--- START OF TEXT ---
The Hand-off Begins: The Transition from Schwarzenegger to Brown 2.0

Joe Rodota
CEO of Forward Observer, a public affairs firm with offices in Sacramento and Washington, D.C., a former communications manager in the Reagan White House, and the author of The Watergate: Inside America’s Most Infamous Address

The smoke signals were being sent as long as 10 days
ago:  Candidate Jerry Brown began
postulating what he’d do in office, while Meg Whitman fought off media reports
of unfavorable polling.  The transition
from the Schwarzenegger Administration to the Second Brown Administration had
begun.

I served as policy director for the Schwarzenegger 2003
recall campaign and as the point person in the transition on the economic
recovery portfolio, including energy, workers compensation insurance reform,
and the overall business climate.  And
about 10 days before voters went to the polls, I had already switched my focus
to preparing for the hand-off from Governor Davis.
--- END OF TEXT ---
* **PROBLEM SET**
**1)** In the article on the Schwarzenegger-to-Brown transition, what position did the writer hold in the 2003 recall campaign?
**2)** Write out, word for word, the part of the transition article that begins at the words "I served as" and stops after "from Governor Davis.".
--- START OF DATA SHOWN ---
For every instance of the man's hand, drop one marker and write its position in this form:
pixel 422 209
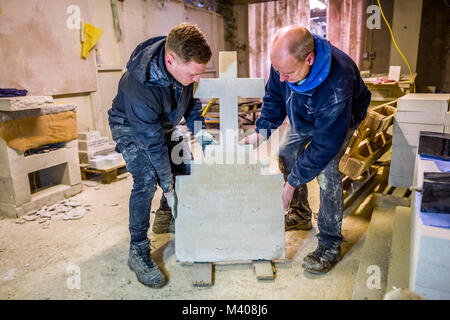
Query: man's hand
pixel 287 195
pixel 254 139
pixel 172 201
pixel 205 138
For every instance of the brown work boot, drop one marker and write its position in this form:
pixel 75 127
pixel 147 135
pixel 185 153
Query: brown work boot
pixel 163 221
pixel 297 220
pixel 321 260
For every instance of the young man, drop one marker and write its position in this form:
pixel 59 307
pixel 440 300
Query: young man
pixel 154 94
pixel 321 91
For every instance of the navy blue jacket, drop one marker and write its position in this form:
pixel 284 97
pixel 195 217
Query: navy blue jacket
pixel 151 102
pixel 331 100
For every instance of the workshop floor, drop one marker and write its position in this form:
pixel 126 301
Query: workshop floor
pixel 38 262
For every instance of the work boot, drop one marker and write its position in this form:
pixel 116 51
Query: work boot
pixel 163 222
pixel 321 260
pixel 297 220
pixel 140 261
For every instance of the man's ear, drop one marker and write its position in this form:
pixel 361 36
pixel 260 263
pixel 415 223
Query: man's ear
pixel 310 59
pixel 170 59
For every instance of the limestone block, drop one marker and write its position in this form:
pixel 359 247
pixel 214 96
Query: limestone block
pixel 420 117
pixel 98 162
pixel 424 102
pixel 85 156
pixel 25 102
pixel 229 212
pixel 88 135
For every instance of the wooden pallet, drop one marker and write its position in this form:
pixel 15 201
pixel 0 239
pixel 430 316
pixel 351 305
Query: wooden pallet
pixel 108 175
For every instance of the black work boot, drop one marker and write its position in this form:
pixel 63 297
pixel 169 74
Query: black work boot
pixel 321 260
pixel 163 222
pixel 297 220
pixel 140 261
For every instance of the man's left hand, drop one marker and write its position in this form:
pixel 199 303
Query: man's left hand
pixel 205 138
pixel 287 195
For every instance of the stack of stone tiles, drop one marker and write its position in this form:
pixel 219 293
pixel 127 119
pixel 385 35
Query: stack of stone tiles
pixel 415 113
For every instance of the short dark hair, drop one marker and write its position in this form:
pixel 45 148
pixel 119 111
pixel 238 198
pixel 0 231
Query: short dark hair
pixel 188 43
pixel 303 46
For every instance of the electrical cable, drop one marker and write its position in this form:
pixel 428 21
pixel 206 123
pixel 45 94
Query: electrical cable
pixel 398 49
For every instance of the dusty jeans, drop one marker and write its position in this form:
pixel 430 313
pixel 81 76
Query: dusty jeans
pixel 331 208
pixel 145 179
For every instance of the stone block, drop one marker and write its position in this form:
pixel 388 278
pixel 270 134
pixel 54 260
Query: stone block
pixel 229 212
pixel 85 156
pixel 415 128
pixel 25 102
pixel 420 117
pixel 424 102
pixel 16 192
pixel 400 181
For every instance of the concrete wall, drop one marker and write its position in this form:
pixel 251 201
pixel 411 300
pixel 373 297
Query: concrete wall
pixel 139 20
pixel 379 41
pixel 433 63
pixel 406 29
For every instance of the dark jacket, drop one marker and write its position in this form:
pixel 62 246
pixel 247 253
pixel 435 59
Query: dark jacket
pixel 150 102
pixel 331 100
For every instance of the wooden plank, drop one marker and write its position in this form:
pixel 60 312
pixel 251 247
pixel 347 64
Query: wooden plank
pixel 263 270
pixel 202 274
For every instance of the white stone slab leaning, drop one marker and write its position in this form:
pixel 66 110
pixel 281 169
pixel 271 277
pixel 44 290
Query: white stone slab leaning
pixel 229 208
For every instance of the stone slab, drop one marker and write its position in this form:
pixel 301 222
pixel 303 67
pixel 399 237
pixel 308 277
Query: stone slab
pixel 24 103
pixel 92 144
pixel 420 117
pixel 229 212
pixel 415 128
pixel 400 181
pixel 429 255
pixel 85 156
--- END OF DATA SHOWN ---
--- START OF DATA SHOWN ---
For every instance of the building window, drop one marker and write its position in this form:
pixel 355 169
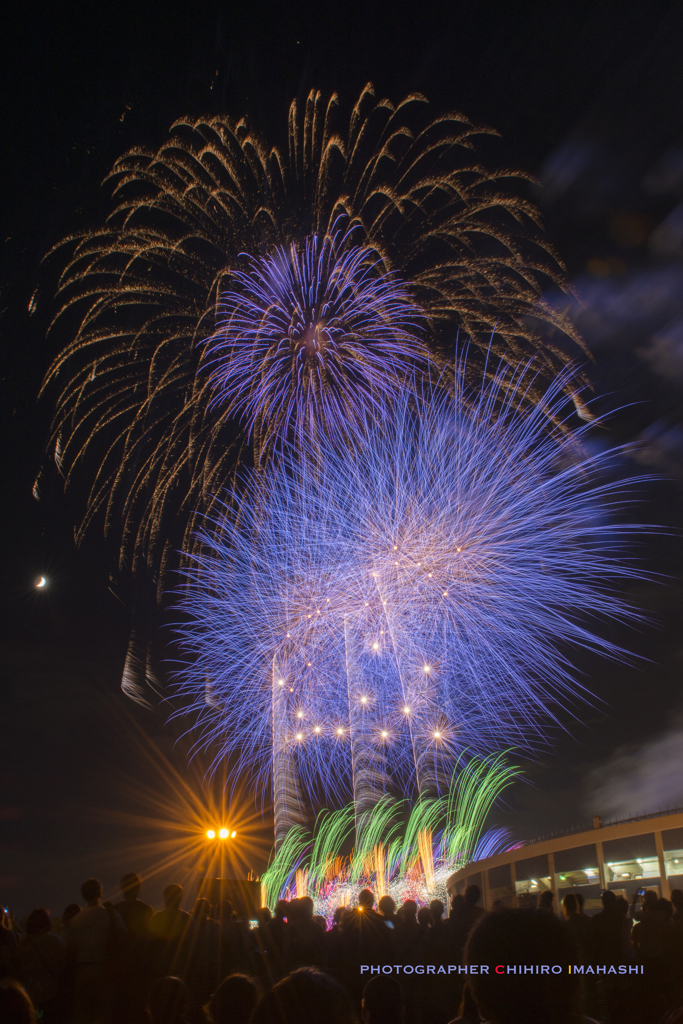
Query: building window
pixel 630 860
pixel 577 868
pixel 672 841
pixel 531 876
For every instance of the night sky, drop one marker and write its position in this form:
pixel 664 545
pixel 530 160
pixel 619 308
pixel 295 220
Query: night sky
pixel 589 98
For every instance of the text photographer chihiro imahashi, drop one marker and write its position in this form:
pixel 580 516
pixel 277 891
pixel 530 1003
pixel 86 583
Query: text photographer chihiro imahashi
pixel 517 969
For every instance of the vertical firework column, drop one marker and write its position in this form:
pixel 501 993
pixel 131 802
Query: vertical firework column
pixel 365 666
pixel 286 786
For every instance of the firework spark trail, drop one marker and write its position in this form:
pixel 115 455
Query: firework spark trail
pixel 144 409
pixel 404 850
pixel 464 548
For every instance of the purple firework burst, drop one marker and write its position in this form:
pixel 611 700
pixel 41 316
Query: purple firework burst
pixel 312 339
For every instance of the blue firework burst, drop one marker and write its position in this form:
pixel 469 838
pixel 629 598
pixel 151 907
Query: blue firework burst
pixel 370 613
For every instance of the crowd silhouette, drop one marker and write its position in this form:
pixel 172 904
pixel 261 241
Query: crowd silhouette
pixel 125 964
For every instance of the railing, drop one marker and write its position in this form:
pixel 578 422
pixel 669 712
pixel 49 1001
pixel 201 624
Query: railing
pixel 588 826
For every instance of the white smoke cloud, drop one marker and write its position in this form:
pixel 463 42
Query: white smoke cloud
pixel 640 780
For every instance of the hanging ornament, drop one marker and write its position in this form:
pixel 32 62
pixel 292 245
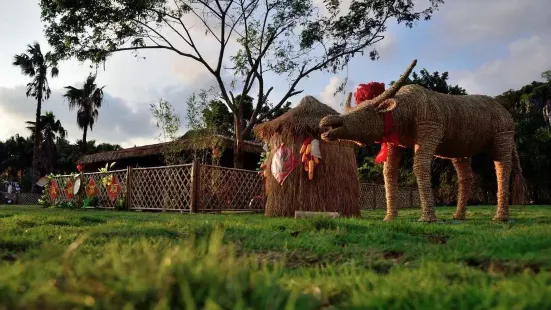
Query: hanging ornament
--- END OF DATA SHOWN ---
* **OUTPUTS BY TASK**
**1)** Policy director

**2)**
I served as policy director for the Schwarzenegger 2003
recall campaign and as the point person in the transition on the economic
recovery portfolio, including energy, workers compensation insurance reform,
and the overall business climate.  And
about 10 days before voters went to the polls, I had already switched my focus
to preparing for the hand-off from Governor Davis.